[start of Provided information]
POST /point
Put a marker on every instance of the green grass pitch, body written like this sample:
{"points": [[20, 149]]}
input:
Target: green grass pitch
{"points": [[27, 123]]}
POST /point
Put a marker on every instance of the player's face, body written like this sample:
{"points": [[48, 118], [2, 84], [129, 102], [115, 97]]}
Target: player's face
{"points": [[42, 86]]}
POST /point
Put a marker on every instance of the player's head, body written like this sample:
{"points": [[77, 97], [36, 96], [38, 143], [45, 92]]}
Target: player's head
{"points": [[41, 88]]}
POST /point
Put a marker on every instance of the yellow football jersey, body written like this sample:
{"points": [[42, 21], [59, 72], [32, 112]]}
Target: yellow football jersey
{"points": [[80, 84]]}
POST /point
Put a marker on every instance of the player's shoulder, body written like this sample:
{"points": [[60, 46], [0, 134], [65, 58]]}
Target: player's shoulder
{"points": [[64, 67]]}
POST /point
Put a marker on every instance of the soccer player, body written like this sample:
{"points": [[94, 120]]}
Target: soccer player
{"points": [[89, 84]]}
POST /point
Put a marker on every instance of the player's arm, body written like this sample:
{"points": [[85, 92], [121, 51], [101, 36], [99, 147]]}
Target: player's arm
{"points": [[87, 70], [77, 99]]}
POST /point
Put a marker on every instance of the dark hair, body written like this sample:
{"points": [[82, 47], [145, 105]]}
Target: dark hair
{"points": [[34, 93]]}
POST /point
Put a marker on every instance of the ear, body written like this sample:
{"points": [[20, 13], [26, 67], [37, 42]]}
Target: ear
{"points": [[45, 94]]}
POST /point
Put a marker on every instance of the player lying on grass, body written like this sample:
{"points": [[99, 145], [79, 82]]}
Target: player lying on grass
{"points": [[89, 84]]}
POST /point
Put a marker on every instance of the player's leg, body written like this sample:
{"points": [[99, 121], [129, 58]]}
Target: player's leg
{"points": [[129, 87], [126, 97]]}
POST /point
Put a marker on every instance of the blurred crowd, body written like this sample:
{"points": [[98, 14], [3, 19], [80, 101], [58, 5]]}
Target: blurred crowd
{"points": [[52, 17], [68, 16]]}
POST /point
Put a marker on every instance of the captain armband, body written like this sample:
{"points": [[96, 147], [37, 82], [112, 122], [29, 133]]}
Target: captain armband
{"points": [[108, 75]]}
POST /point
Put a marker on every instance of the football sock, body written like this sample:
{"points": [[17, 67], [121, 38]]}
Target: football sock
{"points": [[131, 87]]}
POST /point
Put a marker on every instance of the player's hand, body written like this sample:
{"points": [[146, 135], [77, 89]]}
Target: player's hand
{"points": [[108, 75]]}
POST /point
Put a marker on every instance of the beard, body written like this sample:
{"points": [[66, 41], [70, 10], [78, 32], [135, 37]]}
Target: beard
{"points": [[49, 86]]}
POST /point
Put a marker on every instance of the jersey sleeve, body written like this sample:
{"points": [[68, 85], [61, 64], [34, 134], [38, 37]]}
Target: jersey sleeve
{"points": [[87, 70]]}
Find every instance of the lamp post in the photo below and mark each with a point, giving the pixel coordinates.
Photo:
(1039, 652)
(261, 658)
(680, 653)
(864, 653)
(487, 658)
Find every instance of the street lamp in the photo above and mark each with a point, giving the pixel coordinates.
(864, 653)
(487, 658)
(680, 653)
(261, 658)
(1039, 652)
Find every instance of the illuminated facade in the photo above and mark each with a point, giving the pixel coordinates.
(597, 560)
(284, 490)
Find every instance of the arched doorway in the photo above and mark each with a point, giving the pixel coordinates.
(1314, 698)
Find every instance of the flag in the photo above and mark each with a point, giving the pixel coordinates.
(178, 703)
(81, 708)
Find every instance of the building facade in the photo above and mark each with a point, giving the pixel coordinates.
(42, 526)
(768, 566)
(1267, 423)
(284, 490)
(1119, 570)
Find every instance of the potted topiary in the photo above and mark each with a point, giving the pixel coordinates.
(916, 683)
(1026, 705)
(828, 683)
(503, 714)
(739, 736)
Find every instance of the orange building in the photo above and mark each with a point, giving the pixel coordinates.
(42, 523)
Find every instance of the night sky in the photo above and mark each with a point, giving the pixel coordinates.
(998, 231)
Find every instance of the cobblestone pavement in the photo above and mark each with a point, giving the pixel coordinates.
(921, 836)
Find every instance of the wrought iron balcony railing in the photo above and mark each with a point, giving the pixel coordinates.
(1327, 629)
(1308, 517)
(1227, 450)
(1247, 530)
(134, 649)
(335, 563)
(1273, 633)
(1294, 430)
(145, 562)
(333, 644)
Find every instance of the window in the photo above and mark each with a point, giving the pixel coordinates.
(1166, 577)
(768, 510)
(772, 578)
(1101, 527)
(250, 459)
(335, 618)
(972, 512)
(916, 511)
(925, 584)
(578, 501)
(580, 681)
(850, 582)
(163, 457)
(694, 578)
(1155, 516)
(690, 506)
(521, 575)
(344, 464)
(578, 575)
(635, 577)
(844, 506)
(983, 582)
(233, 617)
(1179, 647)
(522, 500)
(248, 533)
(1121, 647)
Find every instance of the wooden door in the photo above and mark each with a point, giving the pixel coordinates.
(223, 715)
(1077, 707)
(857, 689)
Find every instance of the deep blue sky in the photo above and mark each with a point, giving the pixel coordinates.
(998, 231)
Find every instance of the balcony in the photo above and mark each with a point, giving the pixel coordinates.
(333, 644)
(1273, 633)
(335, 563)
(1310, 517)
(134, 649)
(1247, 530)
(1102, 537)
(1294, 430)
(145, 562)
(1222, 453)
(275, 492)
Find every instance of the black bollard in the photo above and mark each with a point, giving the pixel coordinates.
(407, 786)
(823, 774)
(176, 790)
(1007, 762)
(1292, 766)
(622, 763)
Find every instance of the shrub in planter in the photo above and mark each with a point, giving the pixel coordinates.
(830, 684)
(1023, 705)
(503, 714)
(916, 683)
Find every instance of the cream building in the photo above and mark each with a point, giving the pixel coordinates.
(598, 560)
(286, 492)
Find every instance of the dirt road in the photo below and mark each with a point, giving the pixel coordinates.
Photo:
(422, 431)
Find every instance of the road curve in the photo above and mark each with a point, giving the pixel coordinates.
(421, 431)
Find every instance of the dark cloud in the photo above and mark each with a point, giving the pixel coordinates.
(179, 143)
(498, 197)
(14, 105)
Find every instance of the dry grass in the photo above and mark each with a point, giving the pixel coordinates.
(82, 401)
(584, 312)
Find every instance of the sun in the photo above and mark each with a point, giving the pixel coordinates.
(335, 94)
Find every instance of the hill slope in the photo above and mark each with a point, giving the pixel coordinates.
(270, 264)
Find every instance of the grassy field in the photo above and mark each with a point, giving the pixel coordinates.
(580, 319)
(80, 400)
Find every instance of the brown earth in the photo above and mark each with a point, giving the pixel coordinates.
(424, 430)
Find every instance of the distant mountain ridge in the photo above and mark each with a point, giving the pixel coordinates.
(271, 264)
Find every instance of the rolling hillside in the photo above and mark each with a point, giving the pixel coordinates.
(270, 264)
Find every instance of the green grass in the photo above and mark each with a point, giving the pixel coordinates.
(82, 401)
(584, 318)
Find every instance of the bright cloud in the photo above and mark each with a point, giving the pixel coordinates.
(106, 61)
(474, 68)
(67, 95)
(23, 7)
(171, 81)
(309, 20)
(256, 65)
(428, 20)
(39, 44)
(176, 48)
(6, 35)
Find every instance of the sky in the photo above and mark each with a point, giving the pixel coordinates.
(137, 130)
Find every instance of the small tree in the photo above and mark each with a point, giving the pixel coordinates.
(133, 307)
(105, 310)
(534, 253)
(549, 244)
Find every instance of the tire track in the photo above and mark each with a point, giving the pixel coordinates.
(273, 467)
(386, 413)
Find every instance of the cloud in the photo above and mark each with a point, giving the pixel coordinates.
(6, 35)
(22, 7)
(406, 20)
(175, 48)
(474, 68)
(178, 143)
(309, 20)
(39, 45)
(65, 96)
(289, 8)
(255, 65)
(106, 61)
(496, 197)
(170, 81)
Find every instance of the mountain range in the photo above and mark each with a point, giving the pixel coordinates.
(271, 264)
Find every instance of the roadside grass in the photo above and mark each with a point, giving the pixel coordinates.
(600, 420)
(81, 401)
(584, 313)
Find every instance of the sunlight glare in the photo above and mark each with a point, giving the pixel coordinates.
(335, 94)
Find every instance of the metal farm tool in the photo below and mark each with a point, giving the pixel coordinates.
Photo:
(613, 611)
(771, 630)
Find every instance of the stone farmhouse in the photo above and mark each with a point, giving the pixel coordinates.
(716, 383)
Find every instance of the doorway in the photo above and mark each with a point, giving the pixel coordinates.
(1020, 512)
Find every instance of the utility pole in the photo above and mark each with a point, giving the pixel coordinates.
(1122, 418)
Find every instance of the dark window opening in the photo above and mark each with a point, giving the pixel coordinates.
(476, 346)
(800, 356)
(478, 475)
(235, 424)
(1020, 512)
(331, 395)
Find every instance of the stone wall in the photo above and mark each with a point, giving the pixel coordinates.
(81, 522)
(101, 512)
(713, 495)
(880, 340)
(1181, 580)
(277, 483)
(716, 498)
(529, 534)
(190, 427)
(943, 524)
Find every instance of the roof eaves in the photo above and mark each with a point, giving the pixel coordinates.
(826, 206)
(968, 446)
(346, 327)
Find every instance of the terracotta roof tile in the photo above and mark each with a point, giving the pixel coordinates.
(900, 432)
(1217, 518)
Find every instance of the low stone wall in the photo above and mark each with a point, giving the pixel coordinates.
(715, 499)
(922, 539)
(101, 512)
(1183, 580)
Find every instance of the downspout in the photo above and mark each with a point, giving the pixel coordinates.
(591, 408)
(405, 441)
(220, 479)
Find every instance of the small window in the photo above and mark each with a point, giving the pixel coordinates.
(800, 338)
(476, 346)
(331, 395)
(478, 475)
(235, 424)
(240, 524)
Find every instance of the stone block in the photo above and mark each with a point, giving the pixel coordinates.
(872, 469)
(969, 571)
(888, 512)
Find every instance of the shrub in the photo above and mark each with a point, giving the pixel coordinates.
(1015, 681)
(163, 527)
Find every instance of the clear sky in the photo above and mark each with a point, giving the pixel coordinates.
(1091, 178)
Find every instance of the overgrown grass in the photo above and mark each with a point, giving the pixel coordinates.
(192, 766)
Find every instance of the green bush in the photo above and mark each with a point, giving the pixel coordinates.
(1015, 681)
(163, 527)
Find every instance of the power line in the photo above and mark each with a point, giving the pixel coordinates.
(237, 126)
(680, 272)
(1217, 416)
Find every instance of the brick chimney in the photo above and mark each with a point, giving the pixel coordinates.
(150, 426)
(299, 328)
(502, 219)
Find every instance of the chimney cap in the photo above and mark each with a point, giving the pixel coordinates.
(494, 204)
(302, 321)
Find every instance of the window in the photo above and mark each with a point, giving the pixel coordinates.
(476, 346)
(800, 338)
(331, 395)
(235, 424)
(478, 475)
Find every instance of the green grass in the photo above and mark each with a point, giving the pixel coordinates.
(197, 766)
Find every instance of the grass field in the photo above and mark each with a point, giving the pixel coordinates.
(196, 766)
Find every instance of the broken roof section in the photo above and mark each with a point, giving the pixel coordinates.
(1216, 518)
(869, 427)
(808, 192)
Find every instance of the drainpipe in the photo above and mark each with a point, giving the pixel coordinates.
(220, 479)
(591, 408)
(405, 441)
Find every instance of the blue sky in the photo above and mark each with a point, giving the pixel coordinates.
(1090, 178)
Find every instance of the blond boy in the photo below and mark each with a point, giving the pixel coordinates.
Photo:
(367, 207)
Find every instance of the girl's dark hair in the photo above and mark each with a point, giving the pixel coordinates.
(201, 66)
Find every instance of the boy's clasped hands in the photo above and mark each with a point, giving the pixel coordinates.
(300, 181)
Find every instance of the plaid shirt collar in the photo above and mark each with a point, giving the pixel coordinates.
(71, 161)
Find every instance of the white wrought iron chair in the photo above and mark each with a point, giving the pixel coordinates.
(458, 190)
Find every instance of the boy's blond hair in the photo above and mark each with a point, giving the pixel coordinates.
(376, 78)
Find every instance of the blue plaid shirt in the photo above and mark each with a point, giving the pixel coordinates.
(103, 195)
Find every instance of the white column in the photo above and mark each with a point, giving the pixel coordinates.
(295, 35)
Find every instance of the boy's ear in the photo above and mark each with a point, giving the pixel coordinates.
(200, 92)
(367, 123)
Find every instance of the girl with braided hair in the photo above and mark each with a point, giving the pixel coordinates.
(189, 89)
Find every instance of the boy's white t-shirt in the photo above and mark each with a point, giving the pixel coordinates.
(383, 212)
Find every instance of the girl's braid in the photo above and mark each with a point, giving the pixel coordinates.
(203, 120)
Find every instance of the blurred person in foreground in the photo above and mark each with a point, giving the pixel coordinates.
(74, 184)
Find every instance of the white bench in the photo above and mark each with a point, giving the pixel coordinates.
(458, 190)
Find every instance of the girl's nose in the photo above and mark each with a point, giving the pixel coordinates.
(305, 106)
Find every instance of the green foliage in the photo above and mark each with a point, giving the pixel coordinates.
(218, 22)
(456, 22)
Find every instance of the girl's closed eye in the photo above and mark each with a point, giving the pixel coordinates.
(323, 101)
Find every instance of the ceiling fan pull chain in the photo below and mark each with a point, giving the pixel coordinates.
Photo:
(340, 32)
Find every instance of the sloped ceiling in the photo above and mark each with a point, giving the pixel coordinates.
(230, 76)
[end of Provided information]
**Task to carry out**: Return, word for word, every line from the line with "Find every instance of the girl's braid" to the final line of the data.

**Expected answer**:
Find every instance of the girl's braid in the photo above and mark each with a point, giving the pixel coordinates.
(203, 120)
Find every instance of the blurred person in foreground in the photo above and mark each with a point, giving the pixel coordinates.
(74, 184)
Find every instance of the white bench in the photo above and mark each with a point, giving the pixel coordinates.
(458, 190)
Find every instance of the girl's nose in the photo above and mark each with a point, giving the pixel coordinates.
(305, 106)
Find every instance of the green foliage in the photo above and mark each with a point, giving the pixel coordinates.
(218, 22)
(456, 22)
Find every instance of the girl's closed eye in the photo above and mark each with a point, giving the pixel coordinates.
(323, 101)
Find every instance of the ceiling fan pull chain in the photo below and mark each with a point, giving the pixel coordinates.
Photo:
(340, 32)
Find every instance of the sloped ceiling in the photo above and mark each with a point, giving the pixel coordinates.
(230, 76)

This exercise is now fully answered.